— WHAT TO WORK ON —
Copy out all the records, word for word.

— RECORDS —
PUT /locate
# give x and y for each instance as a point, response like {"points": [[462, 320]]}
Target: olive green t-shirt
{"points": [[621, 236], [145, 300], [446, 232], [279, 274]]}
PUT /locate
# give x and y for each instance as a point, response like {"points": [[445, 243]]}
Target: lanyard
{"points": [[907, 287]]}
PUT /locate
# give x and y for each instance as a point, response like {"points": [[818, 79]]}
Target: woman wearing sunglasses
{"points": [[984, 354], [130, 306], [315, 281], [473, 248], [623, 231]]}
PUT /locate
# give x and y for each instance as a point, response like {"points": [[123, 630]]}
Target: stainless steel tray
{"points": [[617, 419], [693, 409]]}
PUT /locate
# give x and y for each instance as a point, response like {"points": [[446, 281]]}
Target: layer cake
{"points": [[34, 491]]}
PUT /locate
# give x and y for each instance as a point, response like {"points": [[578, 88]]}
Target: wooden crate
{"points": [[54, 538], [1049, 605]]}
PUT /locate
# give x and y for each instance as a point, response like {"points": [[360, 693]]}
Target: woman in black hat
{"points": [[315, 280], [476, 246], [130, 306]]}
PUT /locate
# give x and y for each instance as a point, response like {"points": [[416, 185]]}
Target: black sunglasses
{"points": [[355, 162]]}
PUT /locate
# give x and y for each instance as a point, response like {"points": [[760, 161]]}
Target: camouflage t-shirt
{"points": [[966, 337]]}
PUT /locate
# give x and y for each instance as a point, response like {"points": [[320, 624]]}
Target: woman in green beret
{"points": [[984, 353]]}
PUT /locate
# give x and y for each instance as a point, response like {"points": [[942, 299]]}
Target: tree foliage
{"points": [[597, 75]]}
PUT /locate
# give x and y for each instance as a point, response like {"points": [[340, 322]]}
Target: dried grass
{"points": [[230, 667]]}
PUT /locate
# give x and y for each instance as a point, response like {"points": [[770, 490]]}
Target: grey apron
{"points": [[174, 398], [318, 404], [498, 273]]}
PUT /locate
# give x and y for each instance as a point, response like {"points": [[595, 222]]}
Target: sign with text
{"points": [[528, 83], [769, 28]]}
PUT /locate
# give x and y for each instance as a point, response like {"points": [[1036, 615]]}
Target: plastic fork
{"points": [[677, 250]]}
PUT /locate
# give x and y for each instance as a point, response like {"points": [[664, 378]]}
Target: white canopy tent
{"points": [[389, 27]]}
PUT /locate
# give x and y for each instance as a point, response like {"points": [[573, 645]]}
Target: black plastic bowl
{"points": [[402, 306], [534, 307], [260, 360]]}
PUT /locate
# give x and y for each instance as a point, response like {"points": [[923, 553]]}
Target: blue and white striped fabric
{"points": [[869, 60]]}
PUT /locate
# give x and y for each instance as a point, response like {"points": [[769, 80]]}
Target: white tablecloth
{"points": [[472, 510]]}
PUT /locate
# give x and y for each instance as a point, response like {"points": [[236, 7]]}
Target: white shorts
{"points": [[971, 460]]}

— EXERCISE OUTPUT —
PUT /locate
# give x and y for each instance as a point, response like {"points": [[462, 320]]}
Target: olive green t-shirt
{"points": [[621, 236], [145, 300], [446, 232], [279, 274]]}
PUT /locate
# give x and y for each instance as a point, response like {"points": [[445, 243]]}
Target: lanyard
{"points": [[907, 287]]}
PUT /locate
# give x and y for each instance as a point, response like {"points": [[818, 79]]}
Target: woman wearing sunglasses
{"points": [[984, 354], [130, 306], [315, 281], [473, 248], [623, 231]]}
PUT /locate
# give x and y for each instance as a point, response like {"points": [[123, 630]]}
Target: stainless steel tray
{"points": [[617, 419], [693, 409]]}
PUT /locate
# give x and y for each instance as a point, response like {"points": [[446, 281]]}
Target: layer cake
{"points": [[34, 491]]}
PUT /locate
# give x and y for each instance as a point, response like {"points": [[578, 88]]}
Target: wooden crate
{"points": [[54, 538], [1049, 605]]}
PUT /locate
# give x and y for each instance as a point, response like {"points": [[360, 693]]}
Target: woman in black hat
{"points": [[315, 280], [476, 246], [130, 306]]}
PUT /locate
# give x and y for each instance as a point, response like {"points": [[416, 185]]}
Target: black sunglasses
{"points": [[355, 162]]}
PUT /locate
# give x and y for each instance as a point, response like {"points": [[760, 161]]}
Target: camouflage t-shirt
{"points": [[966, 337]]}
PUT /locate
# give x and y for each instance as a point, response like {"points": [[320, 624]]}
Target: woman in green beret
{"points": [[984, 353]]}
PUT /locate
# give x and y for each instance as a point, response like {"points": [[942, 299]]}
Target: tree foliage
{"points": [[597, 75]]}
PUT /locate
# give x and y for each instance as a point, response like {"points": [[340, 322]]}
Target: dried grass
{"points": [[230, 667]]}
PUT /locate
# give x and y for each instance as a point, response like {"points": [[770, 490]]}
Target: grey apron
{"points": [[174, 398], [318, 404], [498, 273]]}
PUT /locate
# give x and y for each instance as a point, response like {"points": [[595, 222]]}
Target: sign with text
{"points": [[528, 83], [769, 28]]}
PUT /locate
# give x and y for each instance as a point, response like {"points": [[1036, 615]]}
Target: plastic fork
{"points": [[677, 250]]}
PUT /locate
# give x and y for each instance as a point, response like {"points": [[664, 378]]}
Target: white canopy tent
{"points": [[389, 27]]}
PUT /locate
# give x and y for each instance as a point, response like {"points": [[573, 645]]}
Target: black plastic bowl
{"points": [[402, 306], [534, 307], [260, 360]]}
PUT /locate
# give x and y for each instance as a point, response like {"points": [[923, 553]]}
Target: blue and white striped fabric
{"points": [[869, 60]]}
PUT /locate
# give x and y for each instance as a point, response like {"points": [[769, 80]]}
Target: white tablecloth
{"points": [[472, 510]]}
PUT /locate
# give x and y for each instance as a point, response like {"points": [[236, 7]]}
Target: white shorts
{"points": [[971, 460]]}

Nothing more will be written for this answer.